Task to carry out: Report every line of the listing below that contains the string "baseball", copying each line in full. Case counts, so only lines with that exact capitalization match.

Entries provided:
^^^^
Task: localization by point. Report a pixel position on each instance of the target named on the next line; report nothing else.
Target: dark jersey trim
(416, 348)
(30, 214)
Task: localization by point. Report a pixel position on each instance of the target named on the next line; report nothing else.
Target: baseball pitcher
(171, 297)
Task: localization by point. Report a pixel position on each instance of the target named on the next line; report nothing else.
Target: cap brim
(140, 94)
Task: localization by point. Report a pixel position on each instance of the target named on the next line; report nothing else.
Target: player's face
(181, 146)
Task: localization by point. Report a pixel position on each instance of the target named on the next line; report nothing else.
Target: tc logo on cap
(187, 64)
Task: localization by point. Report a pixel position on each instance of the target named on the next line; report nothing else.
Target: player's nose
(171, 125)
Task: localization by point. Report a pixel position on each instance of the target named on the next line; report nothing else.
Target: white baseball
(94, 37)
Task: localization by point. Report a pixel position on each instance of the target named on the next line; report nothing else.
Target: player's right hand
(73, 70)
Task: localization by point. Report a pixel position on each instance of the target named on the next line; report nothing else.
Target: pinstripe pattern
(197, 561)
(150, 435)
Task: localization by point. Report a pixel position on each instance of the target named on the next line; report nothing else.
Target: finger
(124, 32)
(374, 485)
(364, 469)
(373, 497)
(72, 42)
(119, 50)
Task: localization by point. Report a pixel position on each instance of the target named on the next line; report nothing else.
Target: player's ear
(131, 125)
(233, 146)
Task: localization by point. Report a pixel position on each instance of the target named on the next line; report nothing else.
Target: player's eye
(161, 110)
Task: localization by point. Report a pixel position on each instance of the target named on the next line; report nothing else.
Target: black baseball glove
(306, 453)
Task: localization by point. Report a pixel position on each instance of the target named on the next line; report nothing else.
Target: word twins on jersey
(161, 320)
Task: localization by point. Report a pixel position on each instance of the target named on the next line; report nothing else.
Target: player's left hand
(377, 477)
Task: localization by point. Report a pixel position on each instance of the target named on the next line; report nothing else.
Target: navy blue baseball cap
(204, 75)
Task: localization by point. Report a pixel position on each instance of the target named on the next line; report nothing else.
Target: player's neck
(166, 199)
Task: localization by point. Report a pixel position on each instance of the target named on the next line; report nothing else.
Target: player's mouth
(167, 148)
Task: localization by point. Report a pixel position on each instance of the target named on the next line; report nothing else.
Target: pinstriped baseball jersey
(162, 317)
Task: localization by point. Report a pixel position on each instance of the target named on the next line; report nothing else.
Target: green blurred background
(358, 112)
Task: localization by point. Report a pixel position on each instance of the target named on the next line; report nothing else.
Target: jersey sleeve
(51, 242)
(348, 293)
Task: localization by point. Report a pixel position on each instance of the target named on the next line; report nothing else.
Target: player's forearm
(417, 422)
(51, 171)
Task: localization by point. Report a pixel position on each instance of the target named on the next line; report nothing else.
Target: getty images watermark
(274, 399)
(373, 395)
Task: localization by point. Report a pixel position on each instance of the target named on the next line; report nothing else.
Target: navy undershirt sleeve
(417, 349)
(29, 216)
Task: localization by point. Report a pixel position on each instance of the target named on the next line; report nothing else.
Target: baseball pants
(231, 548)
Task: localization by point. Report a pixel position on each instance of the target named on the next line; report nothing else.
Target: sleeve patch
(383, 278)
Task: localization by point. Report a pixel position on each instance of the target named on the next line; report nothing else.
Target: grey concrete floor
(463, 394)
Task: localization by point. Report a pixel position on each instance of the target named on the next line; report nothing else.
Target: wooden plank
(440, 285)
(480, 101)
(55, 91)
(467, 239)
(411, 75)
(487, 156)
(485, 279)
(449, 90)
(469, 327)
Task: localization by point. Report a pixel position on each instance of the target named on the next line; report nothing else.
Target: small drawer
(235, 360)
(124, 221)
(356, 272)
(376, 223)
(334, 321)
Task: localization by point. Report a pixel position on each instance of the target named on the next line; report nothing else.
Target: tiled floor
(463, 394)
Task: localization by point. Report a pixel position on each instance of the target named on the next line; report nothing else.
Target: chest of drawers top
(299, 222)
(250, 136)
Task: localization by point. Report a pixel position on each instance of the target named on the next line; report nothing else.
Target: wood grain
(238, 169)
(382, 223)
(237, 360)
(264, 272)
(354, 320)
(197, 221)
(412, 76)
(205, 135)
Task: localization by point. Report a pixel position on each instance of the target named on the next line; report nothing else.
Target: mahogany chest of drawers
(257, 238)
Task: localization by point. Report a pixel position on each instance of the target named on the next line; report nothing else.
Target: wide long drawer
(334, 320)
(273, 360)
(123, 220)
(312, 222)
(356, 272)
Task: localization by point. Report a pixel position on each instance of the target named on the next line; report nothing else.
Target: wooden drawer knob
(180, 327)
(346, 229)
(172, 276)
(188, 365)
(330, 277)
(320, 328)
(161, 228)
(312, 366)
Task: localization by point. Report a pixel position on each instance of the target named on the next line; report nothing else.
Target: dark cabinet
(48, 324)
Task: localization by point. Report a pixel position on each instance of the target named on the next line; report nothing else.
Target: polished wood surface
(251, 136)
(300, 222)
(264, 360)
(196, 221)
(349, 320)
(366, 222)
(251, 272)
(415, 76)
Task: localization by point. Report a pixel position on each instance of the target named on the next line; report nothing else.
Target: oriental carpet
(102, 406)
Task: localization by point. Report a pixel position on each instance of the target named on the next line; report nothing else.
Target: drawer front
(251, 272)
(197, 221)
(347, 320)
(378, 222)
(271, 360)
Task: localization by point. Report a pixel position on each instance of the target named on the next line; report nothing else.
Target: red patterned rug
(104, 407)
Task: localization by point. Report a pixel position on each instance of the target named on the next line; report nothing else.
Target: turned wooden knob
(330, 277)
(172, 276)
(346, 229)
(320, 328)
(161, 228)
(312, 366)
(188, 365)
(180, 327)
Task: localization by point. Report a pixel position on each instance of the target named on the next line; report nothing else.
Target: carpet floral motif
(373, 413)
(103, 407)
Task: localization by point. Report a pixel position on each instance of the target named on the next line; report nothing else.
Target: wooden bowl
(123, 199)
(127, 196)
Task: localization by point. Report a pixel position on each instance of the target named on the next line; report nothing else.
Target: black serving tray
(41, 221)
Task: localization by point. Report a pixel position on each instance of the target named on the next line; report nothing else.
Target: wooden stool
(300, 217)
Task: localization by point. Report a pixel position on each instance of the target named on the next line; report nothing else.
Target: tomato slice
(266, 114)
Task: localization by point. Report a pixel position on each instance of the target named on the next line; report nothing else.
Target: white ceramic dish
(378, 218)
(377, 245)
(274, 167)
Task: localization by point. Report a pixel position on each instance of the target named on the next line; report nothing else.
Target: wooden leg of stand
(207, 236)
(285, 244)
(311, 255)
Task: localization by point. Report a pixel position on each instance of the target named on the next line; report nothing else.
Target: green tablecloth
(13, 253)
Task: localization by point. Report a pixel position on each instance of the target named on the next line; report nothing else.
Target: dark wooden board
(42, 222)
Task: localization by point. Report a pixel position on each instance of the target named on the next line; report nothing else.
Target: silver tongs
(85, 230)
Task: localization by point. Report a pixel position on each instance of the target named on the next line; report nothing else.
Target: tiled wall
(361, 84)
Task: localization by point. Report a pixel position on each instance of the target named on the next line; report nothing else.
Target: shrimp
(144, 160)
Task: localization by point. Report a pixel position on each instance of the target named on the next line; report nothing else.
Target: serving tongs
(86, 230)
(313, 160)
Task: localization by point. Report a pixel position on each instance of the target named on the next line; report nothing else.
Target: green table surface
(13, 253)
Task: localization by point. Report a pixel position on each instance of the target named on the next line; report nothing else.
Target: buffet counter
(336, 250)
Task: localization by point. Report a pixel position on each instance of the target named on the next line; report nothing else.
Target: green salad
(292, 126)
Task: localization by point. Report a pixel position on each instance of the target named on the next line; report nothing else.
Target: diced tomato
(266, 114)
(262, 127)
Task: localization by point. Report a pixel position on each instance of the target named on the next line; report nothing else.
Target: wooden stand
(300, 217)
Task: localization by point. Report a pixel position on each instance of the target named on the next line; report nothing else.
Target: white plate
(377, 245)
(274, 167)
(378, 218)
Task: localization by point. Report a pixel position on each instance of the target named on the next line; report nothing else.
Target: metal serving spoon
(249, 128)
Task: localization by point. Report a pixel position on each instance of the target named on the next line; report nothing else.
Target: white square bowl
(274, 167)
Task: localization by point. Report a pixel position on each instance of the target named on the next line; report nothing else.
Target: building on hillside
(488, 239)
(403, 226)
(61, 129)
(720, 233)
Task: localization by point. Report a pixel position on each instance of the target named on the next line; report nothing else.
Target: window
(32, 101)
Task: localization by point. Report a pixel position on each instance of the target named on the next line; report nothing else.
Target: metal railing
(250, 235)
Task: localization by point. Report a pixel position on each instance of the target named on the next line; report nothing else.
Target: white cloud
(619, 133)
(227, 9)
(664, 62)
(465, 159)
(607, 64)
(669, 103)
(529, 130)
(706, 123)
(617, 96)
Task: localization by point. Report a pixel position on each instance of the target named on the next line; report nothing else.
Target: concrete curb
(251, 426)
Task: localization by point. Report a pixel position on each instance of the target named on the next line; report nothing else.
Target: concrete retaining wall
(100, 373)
^^^^
Response below:
Target: baseball pitcher
Target: white baseball
Target: black baseball glove
Target: navy blue baseball cap
Target: pinstriped baseball jersey
Target: baseball pants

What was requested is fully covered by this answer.